Assigned task 1: According to the biography of Mary Elizabeth Elliott, why was the research on seed-borne diseases considered major during World War II?
Assigned task 2: In the biography of Mary Elizabeth Elliott, rewrite the part that opens with the words "Mary Elizabeth Elliott (December" and closes with "biology in 1949.", changing "mushrooms" to "fungi".
BEGIN Excerpt to read
= Mary Elizabeth Elliott =

Canadian plant pathologist and mycologist

Mary Elizabeth Elliott (December 10, 1923 – September 10, 1976) was a Canadian plant pathologist and mycologist who spent 28 years with Agriculture and Agri-Food Canada. She was known for her work on the taxonomy and physiology of the Sclerotiniaceae; she was also knowledgeable in the identification of mushrooms, a service she offered regularly to the public, and served as president of the Canadian Botanical Association.

==Education==
Elliott was born in Toronto, Ontario. Her family moved shortly after to Ottawa where she lived for the rest of her life. Elliott attended Ottawa schools before attending Queen's University, where she obtained her B.A. in biology in 1949.

== Career ==
In 1946, Elliott was assigned to work as a technician with J.W. Groves at the Central Experimental Farm in Ottawa. She worked in the division of Botany and Plant Pathology on the mycological side of their research on seed-borne diseases. This was major research during World War II as there was a shortage of quality seed. She took mycology and microbiology courses at Queen’s University during this time to support her work.
END Excerpt to read
BEGIN Exercise data
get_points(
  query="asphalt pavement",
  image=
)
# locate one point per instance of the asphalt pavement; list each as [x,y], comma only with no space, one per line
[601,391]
END Exercise data
Response area 1: It was major research because there was a shortage of quality seed during the war.

Response area 2:
Mary Elizabeth Elliott (December 10, 1923 – September 10, 1976) was a Canadian plant pathologist and mycologist who spent 28 years with Agriculture and Agri-Food Canada. She was known for her work on the taxonomy and physiology of the Sclerotiniaceae; she was also knowledgeable in the identification of fungi, a service she offered regularly to the public, and served as president of the Canadian Botanical Association.

==Education==
Elliott was born in Toronto, Ontario. Her family moved shortly after to Ottawa where she lived for the rest of her life. Elliott attended Ottawa schools before attending Queen's University, where she obtained her B.A. in biology in 1949.